■ Referring expression pointing data ■
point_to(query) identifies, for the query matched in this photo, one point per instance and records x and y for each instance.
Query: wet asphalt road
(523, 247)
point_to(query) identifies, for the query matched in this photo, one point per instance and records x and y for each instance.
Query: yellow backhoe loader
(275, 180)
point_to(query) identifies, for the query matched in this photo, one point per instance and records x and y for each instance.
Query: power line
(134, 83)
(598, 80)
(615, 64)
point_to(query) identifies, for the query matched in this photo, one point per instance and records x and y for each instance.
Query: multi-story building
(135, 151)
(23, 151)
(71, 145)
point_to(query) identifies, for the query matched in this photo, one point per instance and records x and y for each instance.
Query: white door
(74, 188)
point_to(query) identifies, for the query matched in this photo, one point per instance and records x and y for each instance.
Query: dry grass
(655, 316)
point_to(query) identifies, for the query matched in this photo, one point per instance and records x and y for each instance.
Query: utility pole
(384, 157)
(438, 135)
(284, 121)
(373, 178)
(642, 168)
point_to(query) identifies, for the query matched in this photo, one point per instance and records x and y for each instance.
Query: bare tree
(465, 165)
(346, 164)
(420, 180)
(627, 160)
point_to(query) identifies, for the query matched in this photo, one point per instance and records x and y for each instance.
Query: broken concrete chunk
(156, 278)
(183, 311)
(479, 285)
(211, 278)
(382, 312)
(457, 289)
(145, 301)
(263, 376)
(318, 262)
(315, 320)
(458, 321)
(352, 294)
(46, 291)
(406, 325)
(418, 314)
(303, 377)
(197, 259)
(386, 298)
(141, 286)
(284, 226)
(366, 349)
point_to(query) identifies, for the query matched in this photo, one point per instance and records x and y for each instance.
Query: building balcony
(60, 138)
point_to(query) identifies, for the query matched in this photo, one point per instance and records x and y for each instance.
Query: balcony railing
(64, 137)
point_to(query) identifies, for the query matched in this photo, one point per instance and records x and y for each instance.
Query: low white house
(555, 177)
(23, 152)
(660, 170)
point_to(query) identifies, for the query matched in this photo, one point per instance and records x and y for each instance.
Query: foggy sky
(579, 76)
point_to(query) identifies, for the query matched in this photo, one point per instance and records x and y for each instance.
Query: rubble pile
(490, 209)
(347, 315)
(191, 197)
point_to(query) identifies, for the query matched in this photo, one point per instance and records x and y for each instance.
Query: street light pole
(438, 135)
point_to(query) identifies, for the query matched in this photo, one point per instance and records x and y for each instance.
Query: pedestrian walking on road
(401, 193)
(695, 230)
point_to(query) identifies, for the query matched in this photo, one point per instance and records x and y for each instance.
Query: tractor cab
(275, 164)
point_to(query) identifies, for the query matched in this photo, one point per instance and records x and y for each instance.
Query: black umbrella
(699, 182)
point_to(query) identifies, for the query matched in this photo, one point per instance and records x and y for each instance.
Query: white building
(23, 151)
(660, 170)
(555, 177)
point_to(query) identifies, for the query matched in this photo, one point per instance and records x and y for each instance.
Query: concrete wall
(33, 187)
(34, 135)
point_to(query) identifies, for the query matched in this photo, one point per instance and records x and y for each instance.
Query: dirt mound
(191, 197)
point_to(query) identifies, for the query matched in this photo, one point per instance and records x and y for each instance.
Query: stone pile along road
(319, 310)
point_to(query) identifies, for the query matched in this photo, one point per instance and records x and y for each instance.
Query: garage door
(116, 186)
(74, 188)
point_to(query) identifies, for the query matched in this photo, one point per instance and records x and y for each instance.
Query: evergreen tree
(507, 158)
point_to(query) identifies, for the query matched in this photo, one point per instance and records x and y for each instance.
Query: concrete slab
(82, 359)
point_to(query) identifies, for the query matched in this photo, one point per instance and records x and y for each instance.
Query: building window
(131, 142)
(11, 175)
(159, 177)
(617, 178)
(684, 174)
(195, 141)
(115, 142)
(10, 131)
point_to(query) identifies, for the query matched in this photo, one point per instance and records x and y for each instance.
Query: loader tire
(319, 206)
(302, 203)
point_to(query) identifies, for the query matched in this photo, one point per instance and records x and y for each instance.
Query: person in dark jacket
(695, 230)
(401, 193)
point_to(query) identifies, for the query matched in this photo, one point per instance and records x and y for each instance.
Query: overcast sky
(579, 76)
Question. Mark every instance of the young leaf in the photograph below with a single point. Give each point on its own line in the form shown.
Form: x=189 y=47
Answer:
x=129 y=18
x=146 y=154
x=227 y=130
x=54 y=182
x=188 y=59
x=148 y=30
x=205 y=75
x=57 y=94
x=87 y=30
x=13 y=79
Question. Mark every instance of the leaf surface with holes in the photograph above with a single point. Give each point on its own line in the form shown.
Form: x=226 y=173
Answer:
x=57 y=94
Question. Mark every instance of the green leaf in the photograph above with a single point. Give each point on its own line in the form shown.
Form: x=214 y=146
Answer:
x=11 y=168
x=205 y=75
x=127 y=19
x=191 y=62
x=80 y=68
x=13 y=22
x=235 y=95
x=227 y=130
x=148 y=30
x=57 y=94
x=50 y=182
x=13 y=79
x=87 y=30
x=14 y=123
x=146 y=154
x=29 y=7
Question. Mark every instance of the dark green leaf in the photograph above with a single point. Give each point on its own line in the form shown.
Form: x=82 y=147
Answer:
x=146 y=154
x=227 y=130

■ ACTION ITEM ■
Output all of the data exactly.

■ EXPECTED ANSWER ■
point_to(query) identifies, for the query matched in this photo, one point per instance and records x and y for each instance.
Query: wet asphalt road
(523, 247)
point_to(query) identifies, for the query matched in this photo, one point per instance and records x and y for each instance.
Query: yellow backhoe loader
(275, 180)
point_to(query) identifies, for the query matched in this photo, one point per instance and records x and y for each instance.
Query: power line
(134, 83)
(598, 80)
(615, 64)
point_to(query) identifies, for the query matched in this photo, one point per instance and records x and y for each instance.
Query: multi-story building
(135, 151)
(23, 151)
(71, 145)
point_to(query) identifies, for the query matched in this photo, one point per instance and records x and y for each instance.
Query: white door
(74, 188)
point_to(query) identifies, for the query matched in this photo, one point per instance and records x and y for each instance.
Query: dry grass
(655, 316)
point_to(query) identifies, for the query matched in this photo, one point per instance and records x and y for each instance.
Query: utility pole
(384, 157)
(438, 135)
(284, 121)
(373, 178)
(642, 168)
point_to(query) identifies, for the query matched in this photo, one point per instance and records x and y for each instance.
Query: bare tree
(465, 165)
(346, 164)
(420, 180)
(627, 160)
point_to(query) identifies, for the query matched in this photo, one point per instance and records x and y for each instance.
Query: broken concrete chunk
(156, 278)
(183, 311)
(479, 285)
(211, 278)
(382, 312)
(457, 289)
(145, 301)
(263, 376)
(318, 262)
(315, 320)
(458, 321)
(352, 294)
(46, 291)
(406, 325)
(418, 314)
(303, 377)
(197, 259)
(386, 298)
(141, 286)
(284, 226)
(366, 349)
point_to(query) identifies, for the query matched in this photo, one point per instance and records x and y for each instance.
Query: building balcony
(60, 138)
point_to(query) identifies, for the query matched in this photo, one point per instance and records x and y for each instance.
Query: balcony railing
(64, 137)
point_to(query) identifies, for the query matched in this photo, one point per instance and records x and y for each instance.
Query: low white house
(555, 177)
(23, 152)
(660, 170)
point_to(query) identifies, for the query matched in this photo, one point per instance and records x and y for each instance.
Query: foggy sky
(579, 76)
point_to(query) identifies, for the query matched in this photo, one point per instance and records x and y for each instance.
Query: rubble pile
(490, 209)
(347, 315)
(191, 197)
point_to(query) identifies, for the query matched in this photo, one point per instance and records x and y for each instance.
Query: street light pole
(438, 135)
point_to(query) identifies, for the query matched in this photo, one point per instance and records x and y for each instance.
Query: pedestrian walking on road
(401, 193)
(695, 230)
point_to(query) identifies, for the query matched in this photo, one point per instance and records x and y for each instance.
Query: tractor cab
(275, 164)
point_to(query) identifies, for the query matched in this photo, one point per instance and records x and y for each instance.
Query: black umbrella
(699, 182)
point_to(query) identifies, for the query matched in this photo, one point per instance and records x and y for each instance.
Query: white building
(23, 151)
(660, 170)
(555, 177)
point_to(query) identifies, for the query matched in this photo, one point per instance and records x and y for each instance.
Query: concrete wall
(33, 187)
(34, 135)
point_to(query) identifies, for the query matched in this photo, one point per instance and records x and y for each instance.
Query: dirt mound
(191, 197)
point_to(query) identifies, for the query matched in this photo, one point per instance and records x and y for each instance.
Query: stone pile along road
(319, 310)
point_to(query) identifies, for the query matched in this photo, one point per instance and records x and y for each instance.
Query: garage door
(116, 186)
(74, 188)
point_to(query) identifies, for the query matched in this photo, one point per instance and records x and y for each instance.
Query: evergreen tree
(507, 158)
point_to(query) identifies, for the query matched in this photo, one point per instance and records x and y for each instance.
Query: concrete slab
(82, 359)
point_to(query) identifies, for the query matched in this photo, one point per instance and records x and y for each instance.
Query: building window
(131, 142)
(11, 175)
(159, 177)
(617, 178)
(684, 174)
(195, 141)
(115, 142)
(10, 131)
point_to(query) identifies, for the query matched in this photo, one point per instance and records x and y for each instance.
Query: loader tire
(319, 206)
(302, 203)
point_to(query) identifies, for the query matched in this photo, one point per instance and records x and y for each instance.
Query: person in dark jacket
(695, 230)
(401, 193)
point_to(query) identifies, for the query matched in this photo, one point per instance and records x and y for each instance.
Query: overcast sky
(579, 76)
Question. Mark every instance of the young leaf in the photograph below with a single point. Give each point on its own line in the form shown.
Form: x=189 y=47
Answer:
x=129 y=18
x=146 y=154
x=227 y=130
x=54 y=182
x=188 y=59
x=148 y=30
x=205 y=75
x=57 y=94
x=87 y=30
x=13 y=79
Question. Mark every instance of the leaf surface with holes in the photograph above with a single point. Give each point on its own line in the form shown.
Form: x=226 y=173
Answer:
x=57 y=94
Question. Mark every instance of the green leaf in the photograph above with a single point. Give each point on its own line in the form shown.
Form: x=214 y=146
Answer:
x=11 y=168
x=205 y=75
x=127 y=19
x=191 y=62
x=80 y=68
x=13 y=22
x=235 y=95
x=227 y=130
x=148 y=30
x=57 y=94
x=50 y=182
x=13 y=79
x=87 y=30
x=14 y=123
x=146 y=154
x=29 y=7
Question. Mark every instance of the dark green leaf in the photograph above with a single point. Give each point on its own line in the form shown.
Form: x=82 y=147
Answer:
x=146 y=154
x=227 y=130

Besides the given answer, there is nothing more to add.